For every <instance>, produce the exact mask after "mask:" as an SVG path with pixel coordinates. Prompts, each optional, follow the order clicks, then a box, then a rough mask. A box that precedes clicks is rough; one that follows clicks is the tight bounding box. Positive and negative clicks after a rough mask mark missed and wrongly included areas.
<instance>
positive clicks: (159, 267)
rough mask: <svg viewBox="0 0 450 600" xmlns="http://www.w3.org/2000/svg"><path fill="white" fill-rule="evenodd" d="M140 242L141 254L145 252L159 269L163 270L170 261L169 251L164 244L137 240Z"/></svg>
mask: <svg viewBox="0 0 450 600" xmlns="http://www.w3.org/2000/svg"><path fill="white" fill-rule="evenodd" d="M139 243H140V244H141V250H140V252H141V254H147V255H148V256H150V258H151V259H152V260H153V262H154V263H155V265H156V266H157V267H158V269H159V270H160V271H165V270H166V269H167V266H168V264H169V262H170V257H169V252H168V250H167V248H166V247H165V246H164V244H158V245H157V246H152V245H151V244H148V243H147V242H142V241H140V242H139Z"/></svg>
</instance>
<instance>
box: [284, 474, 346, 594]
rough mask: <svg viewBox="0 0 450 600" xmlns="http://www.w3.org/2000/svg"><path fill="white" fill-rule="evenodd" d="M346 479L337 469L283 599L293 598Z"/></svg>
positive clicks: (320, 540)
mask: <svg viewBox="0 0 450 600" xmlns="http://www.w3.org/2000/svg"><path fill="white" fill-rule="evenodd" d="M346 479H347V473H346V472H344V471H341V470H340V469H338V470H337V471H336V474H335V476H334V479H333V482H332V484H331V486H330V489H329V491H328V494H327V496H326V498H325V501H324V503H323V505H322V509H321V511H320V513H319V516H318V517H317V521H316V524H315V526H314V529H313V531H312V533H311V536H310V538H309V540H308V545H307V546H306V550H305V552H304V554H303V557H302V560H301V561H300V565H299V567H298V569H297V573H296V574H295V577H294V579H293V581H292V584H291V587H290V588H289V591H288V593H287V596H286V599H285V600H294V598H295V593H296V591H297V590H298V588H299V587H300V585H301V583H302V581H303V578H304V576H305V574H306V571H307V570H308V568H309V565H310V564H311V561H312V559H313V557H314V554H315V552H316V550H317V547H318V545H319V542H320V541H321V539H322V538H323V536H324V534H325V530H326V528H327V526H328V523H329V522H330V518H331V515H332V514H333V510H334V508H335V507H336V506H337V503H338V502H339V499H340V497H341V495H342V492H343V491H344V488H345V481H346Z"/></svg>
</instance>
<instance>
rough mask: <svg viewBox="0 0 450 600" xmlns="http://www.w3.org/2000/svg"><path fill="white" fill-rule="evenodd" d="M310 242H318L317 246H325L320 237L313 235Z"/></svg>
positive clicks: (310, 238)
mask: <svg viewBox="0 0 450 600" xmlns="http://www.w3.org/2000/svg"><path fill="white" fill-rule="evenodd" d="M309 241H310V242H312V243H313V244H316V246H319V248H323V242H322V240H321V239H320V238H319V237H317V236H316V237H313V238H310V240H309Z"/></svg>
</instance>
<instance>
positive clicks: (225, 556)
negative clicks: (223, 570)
***
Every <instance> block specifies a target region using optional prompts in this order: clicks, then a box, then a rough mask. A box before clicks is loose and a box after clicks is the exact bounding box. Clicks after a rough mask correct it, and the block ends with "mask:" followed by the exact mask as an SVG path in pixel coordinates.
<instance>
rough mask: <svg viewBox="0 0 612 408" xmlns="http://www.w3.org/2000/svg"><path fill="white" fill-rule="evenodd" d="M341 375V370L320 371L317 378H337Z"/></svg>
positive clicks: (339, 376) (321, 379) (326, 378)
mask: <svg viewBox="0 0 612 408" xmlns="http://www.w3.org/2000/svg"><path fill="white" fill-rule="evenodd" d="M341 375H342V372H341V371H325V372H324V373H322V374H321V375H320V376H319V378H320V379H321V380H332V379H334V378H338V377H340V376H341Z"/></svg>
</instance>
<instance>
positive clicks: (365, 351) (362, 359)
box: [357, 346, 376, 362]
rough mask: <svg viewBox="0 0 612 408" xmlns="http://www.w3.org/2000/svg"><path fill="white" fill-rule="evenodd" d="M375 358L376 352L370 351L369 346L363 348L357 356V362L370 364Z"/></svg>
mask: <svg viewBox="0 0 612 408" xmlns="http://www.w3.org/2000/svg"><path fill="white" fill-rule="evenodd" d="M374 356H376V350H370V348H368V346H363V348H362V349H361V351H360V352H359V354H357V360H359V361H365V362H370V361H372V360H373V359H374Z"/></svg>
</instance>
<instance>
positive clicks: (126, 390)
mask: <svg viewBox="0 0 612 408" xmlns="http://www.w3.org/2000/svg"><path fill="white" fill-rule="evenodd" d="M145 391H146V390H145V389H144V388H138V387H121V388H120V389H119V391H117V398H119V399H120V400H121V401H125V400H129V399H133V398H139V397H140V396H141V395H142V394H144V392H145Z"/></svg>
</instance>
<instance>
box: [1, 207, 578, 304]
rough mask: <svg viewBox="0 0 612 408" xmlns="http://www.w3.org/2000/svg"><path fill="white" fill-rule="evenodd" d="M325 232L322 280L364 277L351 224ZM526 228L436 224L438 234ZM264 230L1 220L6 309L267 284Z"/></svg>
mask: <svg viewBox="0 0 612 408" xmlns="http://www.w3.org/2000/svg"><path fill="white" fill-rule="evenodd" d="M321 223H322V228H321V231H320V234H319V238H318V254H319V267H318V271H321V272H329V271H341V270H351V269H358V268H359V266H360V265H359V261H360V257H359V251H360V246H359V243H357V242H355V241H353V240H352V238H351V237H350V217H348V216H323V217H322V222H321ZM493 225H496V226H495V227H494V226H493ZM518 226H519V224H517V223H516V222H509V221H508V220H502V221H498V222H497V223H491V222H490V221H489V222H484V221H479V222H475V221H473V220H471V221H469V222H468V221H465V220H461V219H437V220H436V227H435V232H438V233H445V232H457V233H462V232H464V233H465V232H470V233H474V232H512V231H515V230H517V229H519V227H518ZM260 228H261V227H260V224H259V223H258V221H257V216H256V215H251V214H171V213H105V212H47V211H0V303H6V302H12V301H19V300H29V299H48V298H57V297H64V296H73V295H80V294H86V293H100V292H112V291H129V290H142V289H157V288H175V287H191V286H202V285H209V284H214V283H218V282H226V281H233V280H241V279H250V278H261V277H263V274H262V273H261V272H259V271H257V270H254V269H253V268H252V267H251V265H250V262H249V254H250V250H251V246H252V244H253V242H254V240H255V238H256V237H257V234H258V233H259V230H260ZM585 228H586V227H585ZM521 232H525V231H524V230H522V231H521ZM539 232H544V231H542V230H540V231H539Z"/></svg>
***
_WHAT YOU HAVE TO DO_
Across the material, report every line that has the word "negative".

_REPLY_
For every <instance>, produce the exact mask after "mask:" as an SVG path with pixel coordinates. Prompts, each optional, follow the order clicks, then a box, then a rough mask. A box that precedes clicks is rough; one that follows clicks is the tight bounding box. Positive and negative clicks after a rough mask mark missed and wrongly included areas.
negative clicks: (223, 570)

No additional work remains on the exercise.